* **The task**
Write out the entries below once more, exactly, with the pictures left out.

----- Records to process

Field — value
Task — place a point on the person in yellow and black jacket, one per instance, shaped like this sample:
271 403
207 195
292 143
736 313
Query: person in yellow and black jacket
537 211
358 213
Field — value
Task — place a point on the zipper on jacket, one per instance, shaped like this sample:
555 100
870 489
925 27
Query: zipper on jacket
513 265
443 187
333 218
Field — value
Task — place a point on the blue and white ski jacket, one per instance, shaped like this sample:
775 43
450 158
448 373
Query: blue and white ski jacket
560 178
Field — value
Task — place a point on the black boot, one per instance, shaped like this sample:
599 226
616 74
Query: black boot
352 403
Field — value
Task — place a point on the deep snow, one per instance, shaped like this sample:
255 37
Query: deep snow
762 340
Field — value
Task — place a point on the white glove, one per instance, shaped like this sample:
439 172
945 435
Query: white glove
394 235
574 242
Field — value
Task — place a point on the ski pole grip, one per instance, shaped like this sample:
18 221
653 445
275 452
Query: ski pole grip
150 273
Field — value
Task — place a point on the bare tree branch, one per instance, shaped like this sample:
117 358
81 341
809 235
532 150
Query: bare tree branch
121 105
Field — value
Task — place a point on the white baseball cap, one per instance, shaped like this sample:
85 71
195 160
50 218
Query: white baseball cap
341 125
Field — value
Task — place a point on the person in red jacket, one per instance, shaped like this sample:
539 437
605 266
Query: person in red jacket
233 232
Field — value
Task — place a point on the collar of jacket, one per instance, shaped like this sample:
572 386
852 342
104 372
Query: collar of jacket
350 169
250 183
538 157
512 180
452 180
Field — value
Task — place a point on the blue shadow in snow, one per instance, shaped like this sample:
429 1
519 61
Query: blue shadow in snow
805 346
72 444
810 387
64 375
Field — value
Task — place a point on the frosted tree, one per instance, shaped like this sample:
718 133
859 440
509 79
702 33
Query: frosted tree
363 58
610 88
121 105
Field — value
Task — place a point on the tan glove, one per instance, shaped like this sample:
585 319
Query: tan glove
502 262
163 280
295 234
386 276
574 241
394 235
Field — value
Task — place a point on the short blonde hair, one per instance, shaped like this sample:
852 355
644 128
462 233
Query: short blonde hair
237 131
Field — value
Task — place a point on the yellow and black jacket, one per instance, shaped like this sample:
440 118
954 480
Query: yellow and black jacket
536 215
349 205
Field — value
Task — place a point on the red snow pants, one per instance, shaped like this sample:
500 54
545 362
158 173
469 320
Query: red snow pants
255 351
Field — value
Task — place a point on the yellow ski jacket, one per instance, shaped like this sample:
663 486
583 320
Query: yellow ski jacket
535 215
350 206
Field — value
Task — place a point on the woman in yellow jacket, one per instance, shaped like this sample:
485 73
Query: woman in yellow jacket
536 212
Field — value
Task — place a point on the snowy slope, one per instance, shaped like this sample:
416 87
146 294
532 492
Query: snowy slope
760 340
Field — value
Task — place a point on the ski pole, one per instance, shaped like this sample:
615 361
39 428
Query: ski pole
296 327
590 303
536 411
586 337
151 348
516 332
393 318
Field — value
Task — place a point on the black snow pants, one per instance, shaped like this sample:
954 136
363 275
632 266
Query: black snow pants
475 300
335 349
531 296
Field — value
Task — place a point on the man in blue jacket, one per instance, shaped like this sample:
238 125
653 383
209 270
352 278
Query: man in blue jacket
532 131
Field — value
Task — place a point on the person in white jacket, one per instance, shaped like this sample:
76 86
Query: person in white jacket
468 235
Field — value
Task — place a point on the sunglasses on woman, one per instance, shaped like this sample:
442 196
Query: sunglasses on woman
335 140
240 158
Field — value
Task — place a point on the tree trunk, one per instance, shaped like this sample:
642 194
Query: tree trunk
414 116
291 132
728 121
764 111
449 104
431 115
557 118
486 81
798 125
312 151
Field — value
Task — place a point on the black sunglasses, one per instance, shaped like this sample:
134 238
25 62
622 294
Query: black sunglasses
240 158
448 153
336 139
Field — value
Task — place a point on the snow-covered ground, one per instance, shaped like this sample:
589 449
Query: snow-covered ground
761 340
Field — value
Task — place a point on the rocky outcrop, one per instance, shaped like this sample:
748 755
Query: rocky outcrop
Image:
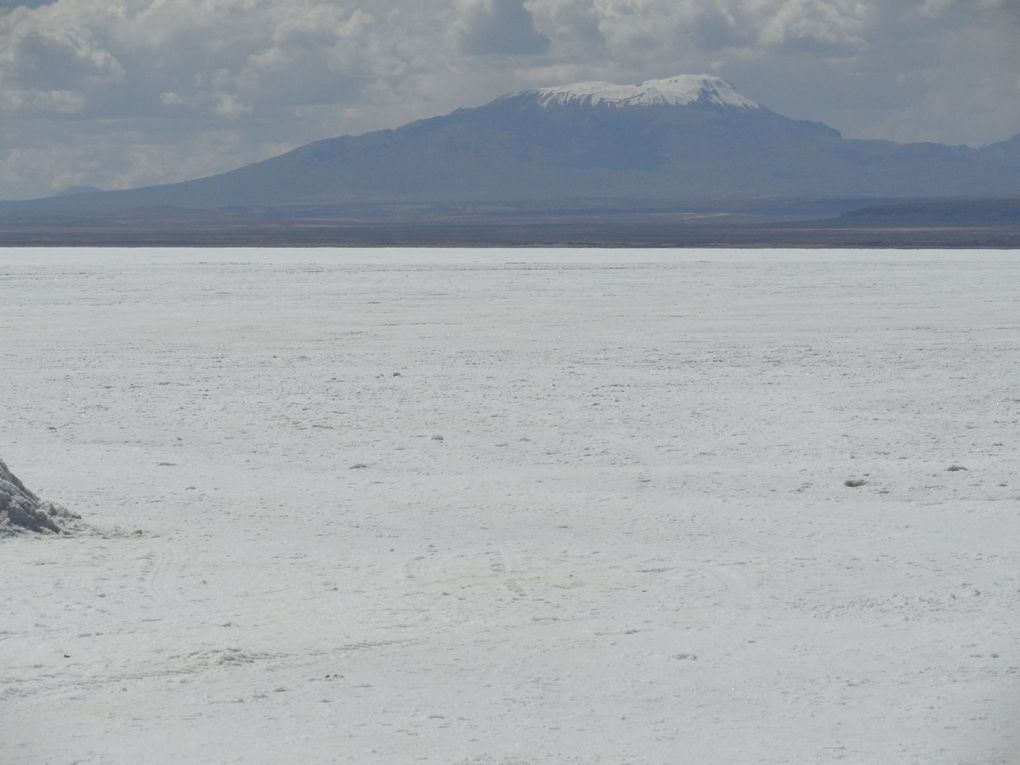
21 511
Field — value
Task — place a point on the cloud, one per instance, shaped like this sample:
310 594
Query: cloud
498 27
97 91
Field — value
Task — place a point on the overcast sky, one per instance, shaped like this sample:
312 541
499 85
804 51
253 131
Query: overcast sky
121 93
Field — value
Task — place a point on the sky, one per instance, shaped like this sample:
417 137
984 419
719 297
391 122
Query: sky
125 93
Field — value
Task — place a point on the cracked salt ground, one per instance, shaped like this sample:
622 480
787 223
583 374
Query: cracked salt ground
599 516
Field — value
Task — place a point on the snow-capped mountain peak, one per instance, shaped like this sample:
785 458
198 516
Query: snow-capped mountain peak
676 91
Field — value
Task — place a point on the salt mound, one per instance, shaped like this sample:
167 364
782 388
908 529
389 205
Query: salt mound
20 510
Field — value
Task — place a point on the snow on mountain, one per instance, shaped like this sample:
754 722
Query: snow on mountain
676 91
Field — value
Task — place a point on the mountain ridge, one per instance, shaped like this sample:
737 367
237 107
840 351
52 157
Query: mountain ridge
675 140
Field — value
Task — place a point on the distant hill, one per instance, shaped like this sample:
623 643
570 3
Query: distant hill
669 141
964 213
73 191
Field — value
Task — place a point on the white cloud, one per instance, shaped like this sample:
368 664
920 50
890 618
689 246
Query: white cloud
212 84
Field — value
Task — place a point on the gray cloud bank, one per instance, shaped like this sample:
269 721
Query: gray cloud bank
121 93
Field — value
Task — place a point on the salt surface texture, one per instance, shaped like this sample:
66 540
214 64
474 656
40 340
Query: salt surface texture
633 542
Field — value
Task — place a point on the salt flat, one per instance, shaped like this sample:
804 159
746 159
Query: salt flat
514 506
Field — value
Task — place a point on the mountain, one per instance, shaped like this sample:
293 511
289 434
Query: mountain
664 141
73 191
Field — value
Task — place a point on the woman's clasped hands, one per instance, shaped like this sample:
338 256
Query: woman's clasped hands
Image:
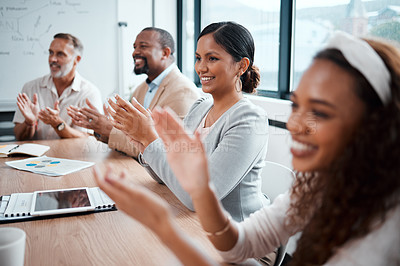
134 120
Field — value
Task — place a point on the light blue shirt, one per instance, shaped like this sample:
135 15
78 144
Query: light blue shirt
153 86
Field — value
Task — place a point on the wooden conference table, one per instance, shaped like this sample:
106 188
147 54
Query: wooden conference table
106 238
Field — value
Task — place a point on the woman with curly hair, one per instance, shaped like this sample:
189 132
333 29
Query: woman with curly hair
345 200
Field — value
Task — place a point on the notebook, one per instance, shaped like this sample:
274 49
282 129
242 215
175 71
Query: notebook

----------

* **Correct result**
Field — value
Task — place a point on the person in yellow and black jacket, one per instance, shaped like this sample:
271 403
207 195
292 143
736 313
Query: person in yellow and black jacket
537 211
358 213
Field — value
Task — place a point on the zipper on jacket, one per instance, shaped like this sample:
555 100
870 489
925 27
Query: zipper on jacket
513 265
443 187
333 218
Field — value
Task — place a point on the blue and white ski jacket, one per instance, shaped like this sample:
775 43
450 158
448 373
Query: blue and white ski jacket
560 178
Field — value
Task — place a point on the black boot, one per instance, shaped like this sample:
599 226
616 74
Query: black boot
352 403
Field — value
Task — place a point on the deep snow, one per instance, shaped like this sample:
255 37
Query: deep snow
762 340
Field — value
Task — place a point on the white glove, one per instance, shaped like this sample:
439 172
945 435
Query: white glove
394 235
574 242
Field — value
Task — place a point on the ski pole grip, one per instance, shaped like this sample:
18 221
653 445
275 452
Query: ski pole grip
150 273
Field — value
Task — place a point on the bare tree branch, one per instance, shaped like this sample:
117 358
81 341
809 235
532 150
Query: bare tree branch
121 105
Field — value
Task — place a point on the white baseball cap, one per instance, shaped like this sample:
85 71
195 160
50 218
Query: white baseball cap
341 125
Field — value
Task — place a point on the person in red jacket, one per instance, shaped like this sample:
539 437
605 266
Query: person in red jacket
233 232
Field — value
Task — place a point on the collar of jacket, one per instance, shaped like this sample:
572 386
852 342
104 372
Query: collar of jacket
350 169
250 183
538 157
512 180
452 180
Field — value
Task — place a point on the blue shadow in snow, one per instance, shaped like this sample:
429 1
519 61
Query: blue shadow in snow
805 346
72 444
810 387
64 375
Field — value
Task — place a point on the frosted tree, one per instance, shaped like this sample:
718 133
859 440
509 79
702 33
Query: frosted tree
363 58
610 88
121 105
Field — value
Task — place a point on the tan glove, one per instance, shaped like this sample:
585 319
Query: tan glove
502 262
163 280
295 234
386 276
574 241
394 235
Field — value
Task — place a point on the short blonde hair, one per instance, shaped like this sample:
852 355
644 128
462 233
Query: short blonde hair
237 131
Field — value
Task — place a point on the yellow and black jacket, one per instance, shaped like this sample:
440 118
954 480
Query: yellow and black jacket
536 215
349 205
Field — value
Task — place a point on the red snow pants, one per instance, shaped like this sample:
500 54
545 362
158 173
469 320
Query: red snow pants
255 351
Field — value
Task — place a point on the yellow ski jacket, one per instance, shaped like this sample:
663 486
583 320
Query: yellow ski jacket
535 215
350 206
Field — value
Task — place a point on the woman in yellow jacket, one per instance, shaped like this sample:
485 73
Query: woman in yellow jacket
536 212
Field — value
Task — place a point on the snowy slope, one per instance, shaped like this sample:
416 87
146 294
532 492
Query: snowy slope
760 340
Field — value
Task — place a point on the ski pole, one per instance, shaped like this sample:
615 361
39 428
Query: ski pole
296 327
590 303
536 411
586 337
151 348
516 332
393 318
Field — value
Task — place a point on the black snow pants, one per instance, shaped like this sample:
954 136
363 275
632 266
Query: black snow pants
475 300
335 349
531 296
Field — value
Task — place a point on the man in blue jacket, one per instance, shaped like this sample:
238 125
653 383
209 270
352 278
Query: man in blue jacket
532 131
Field — value
Task — place a point on the person in white jacket, one per instance, shaped like this sample:
76 86
Query: person in white jacket
468 235
Field — value
Task — place a point on the sunglasses on woman, one per instance, shaped like this sample:
442 196
Query: sunglasses on woman
335 140
240 158
Field — value
Task — place a point on the tree trunk, one per instance, shaped like this sample:
642 194
Query: tree trunk
414 116
291 132
728 121
764 111
449 104
431 115
557 118
486 81
798 125
312 151
Field — value
Task — place a point on the black sunglasses, one per instance, shaped like this sample:
134 238
25 62
622 294
Query: black sunglasses
240 158
448 153
336 139
Field — value
Task — place a point on the snow-covered ground, one per instance, shaped like this sample:
589 449
Query: snow-covered ground
761 340
Field — value
Task — place a point on the rocky outcrop, one per instance, shaped like this sample:
748 755
Query: rocky outcrop
Image:
21 511
Field — value
Task — place a point on the cloud, one per instance, shaped like this sample:
310 594
Query: cloud
498 27
97 91
Field — value
Task — place a point on the overcast sky, one per instance, shaped like this sample:
312 541
499 85
804 51
253 131
Query: overcast sky
121 93
Field — value
Task — place a point on the sky, one per instance, shaped like this sample:
417 137
984 419
719 297
391 122
Query: sky
125 93
Field — value
Task — place a point on the cracked salt ground, one per instance, shaped like this sample:
622 480
787 223
583 374
Query: cracked salt ground
599 516
Field — value
Task — place a point on the snow-capped mountain peak, one per instance, shaped like this sample:
785 458
198 516
Query: snow-capped mountain peak
676 91
Field — value
Task — place a point on the salt mound, one per instance, shaped like this sample:
167 364
782 388
908 529
389 205
Query: salt mound
20 510
Field — value
Task — place a point on the snow on mountain, one per instance, shaped like this sample:
754 722
Query: snow on mountain
676 91
Field — value
Task — place a point on the mountain ridge, one per instance, shaped like this sample:
737 367
237 107
840 351
52 157
Query: mountain ridge
675 140
Field — value
Task — place a point on the distant hill, one per instance, shaped like this sample:
623 643
570 3
Query: distant hill
669 141
964 213
73 191
Field — value
Task — place a point on the white cloud, one per instance, shaped like this sample:
368 664
920 50
890 618
689 246
Query: white cloud
212 84
Field — value
Task — place a point on the gray cloud bank, one per instance, shaped like this sample:
269 721
Query: gray cloud bank
121 93
Field — value
Task — place a point on the salt surface texture, one per instance, shaped like this sample:
66 540
214 64
474 656
40 340
Query: salt surface texture
633 542
Field — value
Task — place a point on the salt flat, one per instance, shaped like this sample:
804 159
746 159
Query: salt flat
514 506
Field — value
Task — place a point on the mountain, one per instance, shaped like this sample:
293 511
289 434
Query: mountain
664 141
73 191
Field — value
Task — place a point on the woman's clasped hands, one per instance, shaped like this sample:
338 256
Query: woman's clasped hands
Image:
134 120
Field — value
Task — place a point on the light blue shirt, one per instance, shaped like this sample:
135 15
78 144
Query: light blue shirt
153 86
Field — value
Task — place a point on the wooden conference table, one per instance, shaped like this sample:
106 188
147 54
Query: wooden conference table
106 238
Field — value
Task — place a point on the woman with curly hair, one per instance, shaped like this sample:
189 132
333 29
Query: woman with curly hair
345 200
Field — value
Task — place a point on the notebook, one per instance, shaped like this sample:
274 49
282 129
242 215
175 71
Query: notebook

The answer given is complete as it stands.